__Directions__:
a: In the Bismark 0.24.0 release notes, what is the default cutoff set by --mm2_maximum_length?
b: Please copy everything in the Bismark 0.24.0 release notes from "minimap2 multi-threading" down to "had diminishing returns.".

__Excerpt provided__:
────────────────
0.24.0 - long read support with minimap2
Bismark
-
Added new option
--strandID
which reports the alignment strand identity for paired-end, non-directional libraries, e.g.YS:Z:CTOT
. This information may be difficult to obtain if third party tools interfered with the read ordering (admittedly there is a fine balance of read reporting position, FLAG, Read 1 and Genome conversion state to make it work in the first place. More information can be found in this thread). -
runs with
--parallel/--multicore
> 1 specified will now terminate with an error message whenever one of the child processes fails. This prevents potentially incomplete result files making it through to the end unnoticed (more #494) -
runs with
--parallel/--multicore
> 1 as well as--unmapped
and/or--ambiguous
specified will no longer produce potentially corrupt FastQ files (more #495) -
Added option
--mm2/--minimap2
to use minimap2 as the underlying aligner. The minimap2 alignment modes include Oxford Nanopore, PacBio and accurate short reads. In its current implementation, minimap2 can be invoked in one of the following ways: -
--mm2_nanopore
: Sets preset settings for Oxford Nanopore vs reference mapping '-x map-ont' [default] -
--mm2_pacbio
: Sets preset settings for PacBio vs. reference mapping '-x map-pb' -
--mm2_short_reads
: Sets preset settings for accurate short reads '-x sr' -
added option
--mm2_maximum_length <int>
to set a maximum length cutoff, which might be required for very long reads exceeding the maximum number of CIGAR operations tolerated by the BAM formatted reads (>65535). The default is 10,000 bp.
Other options that are currently set within Bismark include '-a' (SAM output), '--MD' (MD tag), '--secondary=no'.
Prompted by fairly slow alignment speeds with the minimap2 default settings, we set out to improve the performance of the alignment process by tweaking several different parameters
Speed optimisiation: optimisation of minimap2 parameters
k-mer size
Due to the reduced DNA alphabet the minimap2 default k-mer size of 15 leads to substantially higher alignment times. Based on our tests we settled for a new default of ‘-k 20’
minibatch size
The minimap2 default minibatch size of 500 million bp means that a substantial amount of data is aligned and held in memory before additional alignment threads can be started. Reducing the minibatch size to 250K reads seemed to be a good compromise (‘-K 250K’).
minimap2 multi-threading
minimap2 alignments may utilize multiple cores for each alignment process; we found that ‘-t 2’ offered a good speed-up, while allowing additional resources had diminishing returns.
Bismark multi-threading
We also tested the potential of using additional resources for Bismark itself (--parallel), which appeared to result in a speed-up of the alignment process as expected; however this comes at the cost of requiring additional system resources.
As a result of these tests, we changed the default settings for minimap2 alignment parameters to ‘-t 2 -k 20 -K 250K’.
────────────────
__Input data__:
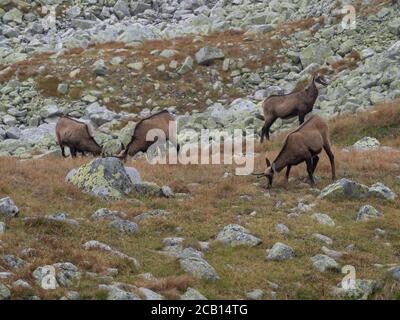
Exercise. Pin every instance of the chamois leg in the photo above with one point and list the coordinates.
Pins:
(73, 152)
(310, 168)
(267, 125)
(331, 157)
(288, 168)
(315, 163)
(63, 151)
(174, 141)
(301, 118)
────────────────
__Response list__:
a: 10,000 bp

b:
minimap2 multi-threading
minimap2 alignments may utilize multiple cores for each alignment process; we found that ‘-t 2’ offered a good speed-up, while allowing additional resources had diminishing returns.